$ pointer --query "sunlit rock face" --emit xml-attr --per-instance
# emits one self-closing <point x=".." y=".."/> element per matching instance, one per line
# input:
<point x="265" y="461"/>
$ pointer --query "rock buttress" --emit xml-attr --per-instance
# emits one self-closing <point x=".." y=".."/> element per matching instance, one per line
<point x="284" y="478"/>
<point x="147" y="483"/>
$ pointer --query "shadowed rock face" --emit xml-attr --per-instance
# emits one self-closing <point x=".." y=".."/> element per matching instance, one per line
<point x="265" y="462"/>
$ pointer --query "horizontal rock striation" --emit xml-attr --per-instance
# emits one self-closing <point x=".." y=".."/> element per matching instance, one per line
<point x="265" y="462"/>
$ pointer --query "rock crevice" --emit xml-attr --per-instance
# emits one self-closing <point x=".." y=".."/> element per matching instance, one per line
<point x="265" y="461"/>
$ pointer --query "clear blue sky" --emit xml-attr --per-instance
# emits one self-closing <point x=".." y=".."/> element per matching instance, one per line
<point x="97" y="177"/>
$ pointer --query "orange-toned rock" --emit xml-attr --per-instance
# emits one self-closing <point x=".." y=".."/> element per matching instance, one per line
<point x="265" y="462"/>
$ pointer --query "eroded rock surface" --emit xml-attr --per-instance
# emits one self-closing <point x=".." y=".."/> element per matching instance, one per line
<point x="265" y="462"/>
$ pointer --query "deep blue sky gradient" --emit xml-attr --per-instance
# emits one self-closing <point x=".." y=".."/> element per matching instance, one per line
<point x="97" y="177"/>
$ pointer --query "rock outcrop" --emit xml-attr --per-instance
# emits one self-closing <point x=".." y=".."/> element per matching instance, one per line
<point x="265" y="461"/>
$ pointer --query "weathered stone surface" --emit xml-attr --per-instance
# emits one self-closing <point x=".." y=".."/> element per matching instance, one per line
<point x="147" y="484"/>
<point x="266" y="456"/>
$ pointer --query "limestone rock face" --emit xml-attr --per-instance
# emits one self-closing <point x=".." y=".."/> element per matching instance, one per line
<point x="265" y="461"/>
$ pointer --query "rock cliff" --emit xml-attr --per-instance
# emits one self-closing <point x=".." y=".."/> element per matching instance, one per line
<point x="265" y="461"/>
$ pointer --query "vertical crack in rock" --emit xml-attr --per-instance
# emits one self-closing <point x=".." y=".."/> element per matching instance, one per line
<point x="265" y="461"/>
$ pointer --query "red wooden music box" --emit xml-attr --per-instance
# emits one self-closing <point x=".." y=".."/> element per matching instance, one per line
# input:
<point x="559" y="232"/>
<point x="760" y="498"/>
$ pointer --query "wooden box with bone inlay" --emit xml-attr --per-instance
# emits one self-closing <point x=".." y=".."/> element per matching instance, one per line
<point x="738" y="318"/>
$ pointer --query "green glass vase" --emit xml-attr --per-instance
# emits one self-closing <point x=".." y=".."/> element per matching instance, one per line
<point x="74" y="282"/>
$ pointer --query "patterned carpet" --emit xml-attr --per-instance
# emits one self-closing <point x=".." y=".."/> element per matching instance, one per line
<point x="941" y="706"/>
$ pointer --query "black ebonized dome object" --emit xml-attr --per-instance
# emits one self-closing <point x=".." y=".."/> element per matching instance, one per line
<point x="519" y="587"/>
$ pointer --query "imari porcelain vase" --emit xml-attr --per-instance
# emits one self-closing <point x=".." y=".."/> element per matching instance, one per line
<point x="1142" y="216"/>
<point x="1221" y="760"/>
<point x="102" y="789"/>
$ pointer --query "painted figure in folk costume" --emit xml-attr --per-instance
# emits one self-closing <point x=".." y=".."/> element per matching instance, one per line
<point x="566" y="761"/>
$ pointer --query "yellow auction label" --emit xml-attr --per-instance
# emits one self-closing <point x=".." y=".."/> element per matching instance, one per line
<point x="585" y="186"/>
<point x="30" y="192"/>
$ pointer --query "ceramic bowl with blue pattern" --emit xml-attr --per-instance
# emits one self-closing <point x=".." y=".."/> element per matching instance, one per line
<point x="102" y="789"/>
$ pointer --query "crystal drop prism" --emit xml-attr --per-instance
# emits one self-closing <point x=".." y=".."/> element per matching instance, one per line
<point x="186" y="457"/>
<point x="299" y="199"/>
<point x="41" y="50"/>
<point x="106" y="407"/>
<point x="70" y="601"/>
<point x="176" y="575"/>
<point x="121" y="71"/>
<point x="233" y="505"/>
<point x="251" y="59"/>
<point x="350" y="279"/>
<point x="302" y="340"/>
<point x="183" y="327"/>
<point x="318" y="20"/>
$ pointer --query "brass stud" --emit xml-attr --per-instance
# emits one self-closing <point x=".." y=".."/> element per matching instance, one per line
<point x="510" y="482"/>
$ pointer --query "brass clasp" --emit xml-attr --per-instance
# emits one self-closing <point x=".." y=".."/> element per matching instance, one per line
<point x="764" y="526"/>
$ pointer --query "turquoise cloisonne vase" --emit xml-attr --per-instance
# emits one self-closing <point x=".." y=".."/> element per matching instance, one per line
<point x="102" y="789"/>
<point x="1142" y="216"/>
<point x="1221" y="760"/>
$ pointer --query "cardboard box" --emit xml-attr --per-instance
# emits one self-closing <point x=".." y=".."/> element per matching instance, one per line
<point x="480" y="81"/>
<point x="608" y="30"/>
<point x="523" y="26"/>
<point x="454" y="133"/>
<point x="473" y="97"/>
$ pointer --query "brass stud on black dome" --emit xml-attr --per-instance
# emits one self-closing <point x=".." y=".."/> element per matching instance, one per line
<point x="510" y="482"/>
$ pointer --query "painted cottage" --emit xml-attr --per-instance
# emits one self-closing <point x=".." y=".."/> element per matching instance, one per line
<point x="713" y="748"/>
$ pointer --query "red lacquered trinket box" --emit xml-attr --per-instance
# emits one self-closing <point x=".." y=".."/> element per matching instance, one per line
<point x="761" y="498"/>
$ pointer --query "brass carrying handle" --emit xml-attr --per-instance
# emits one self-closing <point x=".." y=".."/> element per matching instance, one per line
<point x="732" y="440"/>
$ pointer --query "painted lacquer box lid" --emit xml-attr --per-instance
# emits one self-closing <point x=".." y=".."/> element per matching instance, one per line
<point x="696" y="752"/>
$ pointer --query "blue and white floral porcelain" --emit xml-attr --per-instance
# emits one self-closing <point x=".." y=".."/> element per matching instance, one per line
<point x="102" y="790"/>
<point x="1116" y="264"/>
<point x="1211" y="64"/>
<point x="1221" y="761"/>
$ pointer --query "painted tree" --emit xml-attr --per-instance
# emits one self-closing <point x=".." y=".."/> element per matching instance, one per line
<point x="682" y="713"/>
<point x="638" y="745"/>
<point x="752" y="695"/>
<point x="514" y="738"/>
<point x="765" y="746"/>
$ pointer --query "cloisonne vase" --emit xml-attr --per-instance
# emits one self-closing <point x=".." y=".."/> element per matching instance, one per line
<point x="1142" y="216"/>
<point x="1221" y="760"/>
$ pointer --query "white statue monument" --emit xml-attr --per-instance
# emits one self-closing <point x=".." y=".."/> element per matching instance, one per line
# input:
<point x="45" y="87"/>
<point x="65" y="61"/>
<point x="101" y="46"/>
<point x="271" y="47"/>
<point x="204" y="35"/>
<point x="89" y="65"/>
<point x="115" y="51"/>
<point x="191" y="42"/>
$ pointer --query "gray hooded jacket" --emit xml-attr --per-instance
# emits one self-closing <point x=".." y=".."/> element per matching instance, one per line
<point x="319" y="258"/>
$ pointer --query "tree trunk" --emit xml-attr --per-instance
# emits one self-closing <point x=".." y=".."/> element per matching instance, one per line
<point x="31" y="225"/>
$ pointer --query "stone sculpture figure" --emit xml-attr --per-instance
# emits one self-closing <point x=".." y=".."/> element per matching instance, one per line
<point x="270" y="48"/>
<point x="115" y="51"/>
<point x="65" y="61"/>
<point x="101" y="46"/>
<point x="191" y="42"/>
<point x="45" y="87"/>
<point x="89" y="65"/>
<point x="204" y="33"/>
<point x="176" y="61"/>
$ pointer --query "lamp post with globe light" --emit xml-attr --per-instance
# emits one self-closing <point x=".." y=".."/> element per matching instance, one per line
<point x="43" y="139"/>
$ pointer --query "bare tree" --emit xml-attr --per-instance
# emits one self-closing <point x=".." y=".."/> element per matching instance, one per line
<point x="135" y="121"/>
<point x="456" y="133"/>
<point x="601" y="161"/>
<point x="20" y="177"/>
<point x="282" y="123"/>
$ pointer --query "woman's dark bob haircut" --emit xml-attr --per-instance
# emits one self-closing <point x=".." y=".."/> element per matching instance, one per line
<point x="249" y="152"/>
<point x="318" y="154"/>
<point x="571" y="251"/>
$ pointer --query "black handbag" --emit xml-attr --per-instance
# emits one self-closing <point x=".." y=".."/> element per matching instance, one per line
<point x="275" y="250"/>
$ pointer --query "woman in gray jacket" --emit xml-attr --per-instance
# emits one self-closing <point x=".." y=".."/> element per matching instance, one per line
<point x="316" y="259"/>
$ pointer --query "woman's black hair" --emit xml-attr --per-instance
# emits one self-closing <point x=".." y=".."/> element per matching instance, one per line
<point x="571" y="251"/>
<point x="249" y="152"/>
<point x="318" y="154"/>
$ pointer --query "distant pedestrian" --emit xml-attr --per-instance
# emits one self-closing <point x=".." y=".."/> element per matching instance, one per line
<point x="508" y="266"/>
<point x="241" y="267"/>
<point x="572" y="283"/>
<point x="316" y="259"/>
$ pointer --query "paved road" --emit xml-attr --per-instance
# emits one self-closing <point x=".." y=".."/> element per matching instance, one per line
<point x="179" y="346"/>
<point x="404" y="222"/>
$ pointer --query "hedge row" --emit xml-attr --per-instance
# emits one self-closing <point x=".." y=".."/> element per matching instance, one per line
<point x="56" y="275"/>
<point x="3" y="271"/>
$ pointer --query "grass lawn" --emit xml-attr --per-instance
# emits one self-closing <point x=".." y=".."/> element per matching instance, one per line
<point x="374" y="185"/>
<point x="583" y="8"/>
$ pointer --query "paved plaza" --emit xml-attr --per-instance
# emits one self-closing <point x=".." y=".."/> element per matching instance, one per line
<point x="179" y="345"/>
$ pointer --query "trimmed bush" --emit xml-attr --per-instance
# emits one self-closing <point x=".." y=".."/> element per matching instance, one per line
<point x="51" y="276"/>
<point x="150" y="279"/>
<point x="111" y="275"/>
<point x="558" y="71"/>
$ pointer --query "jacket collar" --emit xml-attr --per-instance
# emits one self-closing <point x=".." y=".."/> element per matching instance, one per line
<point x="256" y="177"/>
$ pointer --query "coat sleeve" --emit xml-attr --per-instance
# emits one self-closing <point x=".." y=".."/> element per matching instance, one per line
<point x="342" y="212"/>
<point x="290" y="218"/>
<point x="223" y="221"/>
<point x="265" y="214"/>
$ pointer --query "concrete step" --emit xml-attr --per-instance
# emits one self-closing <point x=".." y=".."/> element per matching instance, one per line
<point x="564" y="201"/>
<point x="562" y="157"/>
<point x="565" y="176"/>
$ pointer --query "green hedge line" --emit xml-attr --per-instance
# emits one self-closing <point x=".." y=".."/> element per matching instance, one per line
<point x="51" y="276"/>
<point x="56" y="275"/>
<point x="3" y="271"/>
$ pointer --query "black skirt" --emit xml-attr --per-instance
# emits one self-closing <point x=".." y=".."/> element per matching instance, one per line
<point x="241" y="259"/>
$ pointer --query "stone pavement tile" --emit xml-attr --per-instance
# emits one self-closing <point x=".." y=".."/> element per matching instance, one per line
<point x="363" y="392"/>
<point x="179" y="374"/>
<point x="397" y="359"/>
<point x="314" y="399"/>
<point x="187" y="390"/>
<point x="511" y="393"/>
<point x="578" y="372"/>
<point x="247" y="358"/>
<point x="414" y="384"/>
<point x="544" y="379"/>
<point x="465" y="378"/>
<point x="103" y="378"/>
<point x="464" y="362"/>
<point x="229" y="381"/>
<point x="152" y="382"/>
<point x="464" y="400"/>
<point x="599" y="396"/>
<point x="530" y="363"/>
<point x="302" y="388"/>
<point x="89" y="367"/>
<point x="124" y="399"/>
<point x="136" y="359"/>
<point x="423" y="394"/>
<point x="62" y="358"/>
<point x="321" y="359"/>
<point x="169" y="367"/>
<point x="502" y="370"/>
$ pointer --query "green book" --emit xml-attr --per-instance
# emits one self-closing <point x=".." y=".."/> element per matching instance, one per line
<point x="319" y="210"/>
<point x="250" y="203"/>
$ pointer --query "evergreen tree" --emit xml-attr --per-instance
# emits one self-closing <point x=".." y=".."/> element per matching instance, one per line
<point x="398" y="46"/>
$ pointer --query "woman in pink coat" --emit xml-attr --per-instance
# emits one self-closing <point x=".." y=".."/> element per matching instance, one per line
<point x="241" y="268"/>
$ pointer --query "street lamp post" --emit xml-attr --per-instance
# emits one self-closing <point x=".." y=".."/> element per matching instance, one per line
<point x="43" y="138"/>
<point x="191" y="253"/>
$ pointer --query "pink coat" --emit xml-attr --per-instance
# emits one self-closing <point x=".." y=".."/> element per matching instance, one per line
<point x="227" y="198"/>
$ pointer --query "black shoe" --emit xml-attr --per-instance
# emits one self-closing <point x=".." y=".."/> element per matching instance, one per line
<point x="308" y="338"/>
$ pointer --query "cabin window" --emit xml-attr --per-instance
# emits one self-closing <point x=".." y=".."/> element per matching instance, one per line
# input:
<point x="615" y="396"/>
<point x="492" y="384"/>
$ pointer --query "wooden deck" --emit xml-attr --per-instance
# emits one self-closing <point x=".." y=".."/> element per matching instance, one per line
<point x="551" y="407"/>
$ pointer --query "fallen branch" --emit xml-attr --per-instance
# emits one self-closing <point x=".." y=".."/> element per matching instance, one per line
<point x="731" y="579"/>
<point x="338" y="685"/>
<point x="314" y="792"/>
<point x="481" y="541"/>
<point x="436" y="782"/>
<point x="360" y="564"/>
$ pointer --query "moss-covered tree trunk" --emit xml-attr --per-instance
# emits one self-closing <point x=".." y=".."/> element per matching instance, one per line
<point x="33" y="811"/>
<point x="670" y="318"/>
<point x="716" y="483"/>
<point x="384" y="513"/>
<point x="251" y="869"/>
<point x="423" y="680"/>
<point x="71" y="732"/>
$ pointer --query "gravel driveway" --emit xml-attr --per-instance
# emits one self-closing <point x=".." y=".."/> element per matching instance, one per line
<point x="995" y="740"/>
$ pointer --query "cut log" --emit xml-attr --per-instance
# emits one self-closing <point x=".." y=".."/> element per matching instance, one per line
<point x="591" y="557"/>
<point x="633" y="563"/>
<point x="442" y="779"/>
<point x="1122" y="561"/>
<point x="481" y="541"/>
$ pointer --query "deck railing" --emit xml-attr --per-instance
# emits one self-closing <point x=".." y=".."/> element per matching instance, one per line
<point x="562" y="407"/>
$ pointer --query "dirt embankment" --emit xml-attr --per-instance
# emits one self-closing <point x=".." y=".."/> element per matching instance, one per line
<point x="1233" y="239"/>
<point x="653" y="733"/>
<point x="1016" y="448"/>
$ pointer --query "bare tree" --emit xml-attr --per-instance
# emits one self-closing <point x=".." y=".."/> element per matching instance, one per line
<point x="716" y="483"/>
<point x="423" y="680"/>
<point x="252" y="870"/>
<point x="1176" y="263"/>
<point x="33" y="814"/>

# # # #

Task —
Note every line of the entries in which "white" appears, and copy it down.

Output below —
$ pointer --query "blue and white floral porcelain" --emit xml-attr --per-instance
$ pointer --query "white statue monument" --emit xml-attr --per-instance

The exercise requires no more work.